### Goal
Rewrite the data below, changing every "Practice step" to "Exercise" and leaving all other text as it is.
-=-=-
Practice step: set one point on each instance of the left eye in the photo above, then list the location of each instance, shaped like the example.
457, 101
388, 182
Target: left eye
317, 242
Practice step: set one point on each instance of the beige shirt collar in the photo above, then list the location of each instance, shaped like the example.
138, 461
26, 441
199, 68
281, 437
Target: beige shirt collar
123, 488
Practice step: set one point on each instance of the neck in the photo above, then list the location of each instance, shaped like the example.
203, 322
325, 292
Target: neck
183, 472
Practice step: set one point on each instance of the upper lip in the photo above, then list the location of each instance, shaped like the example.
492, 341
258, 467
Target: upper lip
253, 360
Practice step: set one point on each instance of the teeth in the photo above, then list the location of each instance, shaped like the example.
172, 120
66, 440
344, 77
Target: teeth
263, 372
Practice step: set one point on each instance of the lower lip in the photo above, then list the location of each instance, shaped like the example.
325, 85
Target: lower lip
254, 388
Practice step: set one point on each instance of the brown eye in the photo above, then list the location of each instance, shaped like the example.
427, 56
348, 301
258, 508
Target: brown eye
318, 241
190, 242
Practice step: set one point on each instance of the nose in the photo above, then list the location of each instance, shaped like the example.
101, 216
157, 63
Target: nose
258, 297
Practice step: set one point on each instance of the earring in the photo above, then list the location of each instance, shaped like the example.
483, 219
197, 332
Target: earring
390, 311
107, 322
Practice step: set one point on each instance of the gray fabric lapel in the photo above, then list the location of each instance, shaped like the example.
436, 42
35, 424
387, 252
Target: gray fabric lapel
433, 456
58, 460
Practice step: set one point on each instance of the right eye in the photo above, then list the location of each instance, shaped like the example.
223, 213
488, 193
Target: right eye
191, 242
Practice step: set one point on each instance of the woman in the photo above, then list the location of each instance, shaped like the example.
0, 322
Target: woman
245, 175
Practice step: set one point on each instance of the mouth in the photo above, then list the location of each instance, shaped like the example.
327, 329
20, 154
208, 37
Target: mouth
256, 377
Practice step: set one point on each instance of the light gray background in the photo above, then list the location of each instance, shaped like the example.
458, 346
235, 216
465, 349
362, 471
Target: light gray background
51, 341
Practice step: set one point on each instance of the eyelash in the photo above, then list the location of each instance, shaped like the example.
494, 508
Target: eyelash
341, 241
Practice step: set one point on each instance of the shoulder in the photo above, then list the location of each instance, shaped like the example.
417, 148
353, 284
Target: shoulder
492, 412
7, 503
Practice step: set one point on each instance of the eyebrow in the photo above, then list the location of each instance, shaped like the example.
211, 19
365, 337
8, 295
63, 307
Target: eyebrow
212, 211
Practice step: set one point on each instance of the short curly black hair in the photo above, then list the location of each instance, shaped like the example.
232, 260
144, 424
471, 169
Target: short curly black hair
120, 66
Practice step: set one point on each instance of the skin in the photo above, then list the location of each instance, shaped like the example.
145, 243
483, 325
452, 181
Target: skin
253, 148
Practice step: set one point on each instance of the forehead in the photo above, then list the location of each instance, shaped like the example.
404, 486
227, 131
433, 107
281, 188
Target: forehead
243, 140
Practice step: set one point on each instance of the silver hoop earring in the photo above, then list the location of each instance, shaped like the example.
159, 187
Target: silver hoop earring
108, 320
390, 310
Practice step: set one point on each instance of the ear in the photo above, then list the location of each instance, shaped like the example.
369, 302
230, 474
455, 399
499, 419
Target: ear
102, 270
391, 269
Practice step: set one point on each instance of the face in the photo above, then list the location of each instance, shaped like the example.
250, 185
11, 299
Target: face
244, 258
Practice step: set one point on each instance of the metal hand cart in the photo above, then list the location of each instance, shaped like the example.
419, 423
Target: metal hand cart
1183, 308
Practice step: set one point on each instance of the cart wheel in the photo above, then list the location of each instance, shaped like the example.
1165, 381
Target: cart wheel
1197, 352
-=-=-
### Result
Exercise: set one point on each instance of the left eye in the photo above, then list the location of each instance, shaped like the example.
457, 101
388, 182
Target: left eye
317, 242
Exercise: set one point on each instance of the beige shirt collar in the photo above, then list the location of each instance, shaped like the example.
138, 461
26, 441
199, 68
281, 437
Target: beige shirt collar
123, 488
Exercise: set one point on each instance of the neck in the photo above, then list the location of each instance, shaped like the example.
203, 322
325, 292
Target: neck
183, 472
Exercise: set one point on each instance of the upper lip in the photo above, then list the location of each instance, shaped like the example.
492, 341
258, 467
Target: upper lip
253, 360
Exercise: set one point on each instance of the teeth in the photo above, then list the location of each instance, shaped like the example.
172, 120
66, 440
344, 77
Target: teeth
263, 372
Exercise: set one point on each instance of the lower lip in the photo above, then list the location of each instance, shaped like the example.
325, 85
Target: lower lip
254, 388
Exercise: set one point on each instance of the brown eye in the photo above, then list the location of each instance, shaped like the example.
427, 56
348, 301
258, 508
Target: brown eye
318, 241
190, 242
Exercise: set one point on each instance of the nose in the photo above, then list the location of each instance, shaped like the example.
101, 216
157, 63
Target: nose
258, 297
Exercise: set one point on each instance of the earring in the photo above, then list the location of each instance, shaped like the example.
483, 219
197, 332
Target: earring
390, 311
107, 322
Exercise: set one point on each instance of the gray fabric lapel in the photo above, then list the location of each instance, shaped like the example.
436, 42
35, 424
387, 252
Target: gray fabric lapel
433, 456
58, 460
Exercise: set one point on each instance of the right eye in the photo above, then list the location of each instance, shaped like the example.
223, 213
488, 193
Target: right eye
191, 242
Exercise: set one point on each instance of the woman in the photo above, then list the location of each instance, shaped like the example.
0, 322
Target: woman
245, 175
Exercise: set one point on each instance of the mouth in the photo above, then list the location of each instance, shaped like the example.
327, 329
20, 154
208, 37
Target: mouth
256, 377
Exercise: set one point on each instance of the light gray background in the photo above, then list the location of each instance, shaped like the example.
458, 346
235, 216
465, 349
362, 471
Target: light gray background
51, 341
Exercise: set one point on each instance of the eyelash in the photo above, then list the location of each instance, shaped like the example.
494, 508
Target: eyelash
341, 241
Exercise: set one point on each instance of the shoulder in the photo above, then list the location of each instance, shaped like the example.
417, 148
353, 284
Target: shoulder
492, 412
7, 503
Exercise: set one point on each instance of the eyebrow in the photo above, then list the location of each instance, shaped like the example.
211, 19
365, 337
8, 295
63, 307
Target: eyebrow
212, 211
Exercise: set one point on each instance of the short curly black hair in the photo above, then list the location of each instance, shaped like the example.
232, 260
144, 424
471, 169
Target: short curly black hair
120, 66
Exercise: set one point on each instance of the skin in the photo above, then list the location of each instance, shaped like the example.
145, 243
483, 325
452, 181
Target: skin
253, 148
Exercise: set one point on each instance of the forehead in the photo above, then list the location of each instance, shaped like the example.
404, 486
227, 131
433, 107
281, 188
Target: forehead
243, 140
Exercise: set one point on each instance of the silver hoop earring in the photo above, then list the location of each instance, shaped like the example.
159, 187
Target: silver hoop earring
108, 320
390, 310
Exercise: set one point on each instance of the ear in the photo above, then list the location of each instance, shaped like the example.
369, 302
230, 474
455, 399
499, 419
Target: ear
102, 270
391, 269
Exercise: set one point on each instance of the face in the photo above, then list the location of each instance, shaped like the example.
250, 185
11, 299
Target: face
244, 258
Exercise: set one point on each instance of the metal hand cart in the photo above, then list the location of each instance, shaped like the example.
419, 423
Target: metal hand cart
1183, 308
Exercise: set one point on each instance of the cart wheel in the photo above, then list the location of each instance, shaped like the example.
1165, 381
Target: cart wheel
1197, 352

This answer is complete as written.